Please filter the listing for the string "candle" and copy each matching line.

┌─ Data supplied

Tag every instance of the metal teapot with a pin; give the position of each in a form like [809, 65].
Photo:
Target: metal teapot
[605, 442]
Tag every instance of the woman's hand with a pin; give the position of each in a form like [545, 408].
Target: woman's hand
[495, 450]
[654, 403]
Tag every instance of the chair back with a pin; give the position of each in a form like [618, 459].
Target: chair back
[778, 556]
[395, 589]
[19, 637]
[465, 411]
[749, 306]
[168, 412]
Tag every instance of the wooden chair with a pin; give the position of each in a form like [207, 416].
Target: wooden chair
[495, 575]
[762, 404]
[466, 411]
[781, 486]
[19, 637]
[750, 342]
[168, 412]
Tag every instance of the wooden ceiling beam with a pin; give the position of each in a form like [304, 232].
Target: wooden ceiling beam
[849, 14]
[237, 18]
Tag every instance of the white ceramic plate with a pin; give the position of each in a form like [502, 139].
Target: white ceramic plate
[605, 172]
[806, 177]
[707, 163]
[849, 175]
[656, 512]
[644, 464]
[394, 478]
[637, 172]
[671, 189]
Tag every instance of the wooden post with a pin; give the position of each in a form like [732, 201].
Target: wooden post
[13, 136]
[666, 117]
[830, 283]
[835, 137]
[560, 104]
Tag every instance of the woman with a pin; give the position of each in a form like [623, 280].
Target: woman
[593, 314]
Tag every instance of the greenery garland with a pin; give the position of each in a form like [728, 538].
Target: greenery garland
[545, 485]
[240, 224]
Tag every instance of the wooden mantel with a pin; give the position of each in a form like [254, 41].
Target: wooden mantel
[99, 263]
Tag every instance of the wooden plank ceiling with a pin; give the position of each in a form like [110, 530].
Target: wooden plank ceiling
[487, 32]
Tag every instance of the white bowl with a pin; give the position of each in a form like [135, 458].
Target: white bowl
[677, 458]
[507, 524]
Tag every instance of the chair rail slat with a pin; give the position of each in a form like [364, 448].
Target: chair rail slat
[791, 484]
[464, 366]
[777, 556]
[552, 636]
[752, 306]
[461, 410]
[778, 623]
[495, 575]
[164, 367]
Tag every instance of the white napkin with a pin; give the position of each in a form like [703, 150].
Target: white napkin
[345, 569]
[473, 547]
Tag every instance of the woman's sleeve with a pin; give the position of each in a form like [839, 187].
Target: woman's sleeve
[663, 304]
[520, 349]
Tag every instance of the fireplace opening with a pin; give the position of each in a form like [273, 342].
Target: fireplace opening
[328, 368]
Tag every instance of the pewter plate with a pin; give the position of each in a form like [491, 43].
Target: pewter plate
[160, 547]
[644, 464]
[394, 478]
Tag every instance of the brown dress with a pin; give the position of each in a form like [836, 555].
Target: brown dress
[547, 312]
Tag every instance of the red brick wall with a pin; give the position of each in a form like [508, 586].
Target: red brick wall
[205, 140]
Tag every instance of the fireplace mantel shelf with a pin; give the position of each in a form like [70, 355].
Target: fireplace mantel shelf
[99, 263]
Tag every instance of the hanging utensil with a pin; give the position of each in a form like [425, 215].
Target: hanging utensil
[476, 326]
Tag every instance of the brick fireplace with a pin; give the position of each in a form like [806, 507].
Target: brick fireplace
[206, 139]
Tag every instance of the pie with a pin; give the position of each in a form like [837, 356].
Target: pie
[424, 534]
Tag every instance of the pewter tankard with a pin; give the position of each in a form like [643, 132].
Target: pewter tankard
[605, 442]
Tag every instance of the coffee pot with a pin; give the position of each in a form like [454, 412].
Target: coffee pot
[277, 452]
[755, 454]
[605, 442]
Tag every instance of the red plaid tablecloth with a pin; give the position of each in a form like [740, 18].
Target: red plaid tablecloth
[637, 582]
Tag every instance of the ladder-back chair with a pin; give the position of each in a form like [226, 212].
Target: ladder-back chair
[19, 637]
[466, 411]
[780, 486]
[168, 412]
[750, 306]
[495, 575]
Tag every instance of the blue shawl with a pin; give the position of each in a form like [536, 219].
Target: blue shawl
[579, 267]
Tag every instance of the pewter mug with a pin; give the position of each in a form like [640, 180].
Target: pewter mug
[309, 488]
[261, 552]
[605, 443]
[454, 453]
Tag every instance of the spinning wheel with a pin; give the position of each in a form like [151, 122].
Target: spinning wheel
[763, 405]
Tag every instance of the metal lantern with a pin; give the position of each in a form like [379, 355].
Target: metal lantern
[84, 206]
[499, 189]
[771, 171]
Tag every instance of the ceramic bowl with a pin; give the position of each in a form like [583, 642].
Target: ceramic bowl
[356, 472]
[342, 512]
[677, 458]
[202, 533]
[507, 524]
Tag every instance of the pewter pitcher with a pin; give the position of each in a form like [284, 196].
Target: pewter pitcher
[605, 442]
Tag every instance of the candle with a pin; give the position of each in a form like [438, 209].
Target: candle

└─

▶ _Answer box_
Tag every instance of the candle with a pin; give the position of each in a form like [438, 209].
Target: candle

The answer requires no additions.